Given text:
══════════════════════════════

Phobias

A phobia is an irrational fear that is out of proportion to the risk involved. Some phobias, such as of snakes, do not pose much of a problem to someone who lives in a relatively snake-free country and whose local environment is completely snake-free. (Some fears are weather dependent, such as a phobia of storms, wind or of bees and wasps.) Other phobias can dominate, and ruin, people's lives as they have to battle against the fear either daily or on a regular basis.

Phobias can be considered to be general (agoraphobia and social phobia) or specific (birds, heights, spiders). The general phobias are harder to cope with and harder to treat as they pervade your life. Specific phobias can be treated through desensitisation to a particular thing or activity (such as flying) and you do not suffer fear outside these times (as long as the threat of flying is lifted).

But with agoraphobia, when you are expected to leave the house and shop, for example; or with social phobia, when you are expected to attend social functions (and you can feel lonely if you don't go out with friends, or have your job threatened if you cannot perform your expected duties) you can feel fearful for as long as you are in any threatening situation, and then fear the next situation which won't be far off. And once you fear one situation with either agoraphobia or social phobia, you can find more and more situations hard or impossible to cope with and your world gets smaller, unless you get help.

If you are presented with a situation you fear, or you are in one, your fear can mount to the extent that you suffer a panic attack (see below). And once you have had one, the experience is so awful your fear is even greater with the next threat and you are more likely to suffer another and another which will make you fear doing the very things that would help you – to brave the thing you fear, to desensitise you to it.

An old method of dealing with phobia is flooding where the sufferer is made to face their fear and stay in that situation until all fear disappeared. This is difficult to take and is only now practised with some adults.

Most help depends on gradual desensitisation (or graduated exposure), which involves making a list of situations that worry you in order of priority from the least worrying to the most. You then have to slowly work your way down the list gathering confidence as you go. It is a long and painful process and there may be many setbacks, but with support and time, you can get better; if not completely then better than you are now. If your life is being dominated by fear, ask your doctor to refer you to a relevant therapist.

══════════════════════════════

Tasks to complete:
A: Answer these questions from the text on phobias, one answer per line:
(i) Which two phobias does it name as general phobias?
(ii) What is the old method called in which the sufferer faces the fear until all fear disappears?
(iii) What other name does it give for gradual desensitisation?
B: Retype word for word the passage of the text on phobias that begins at the words "An old method" and stops after the words "with some adults.".
The lines that come next are separate material with no connection to the text on phobias.

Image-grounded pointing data
══════════════════════════════

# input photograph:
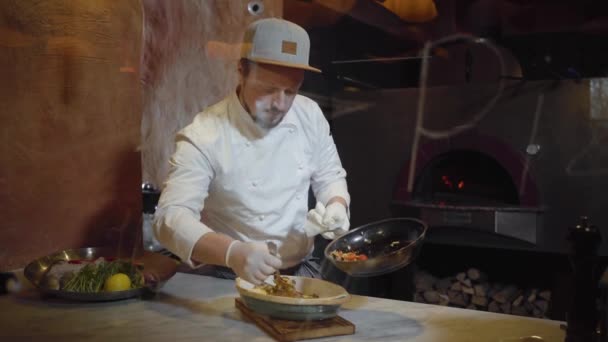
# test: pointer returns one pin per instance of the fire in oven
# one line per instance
(479, 191)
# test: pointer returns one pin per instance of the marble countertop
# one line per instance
(199, 308)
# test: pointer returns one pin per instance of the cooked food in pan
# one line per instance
(284, 287)
(93, 276)
(348, 256)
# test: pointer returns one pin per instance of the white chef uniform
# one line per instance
(247, 184)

══════════════════════════════

Results of the exercise:
A:
(i) Agoraphobia and social phobia
(ii) Flooding
(iii) Graduated exposure

B:
An old method of dealing with phobia is flooding where the sufferer is made to face their fear and stay in that situation until all fear disappeared. This is difficult to take and is only now practised with some adults.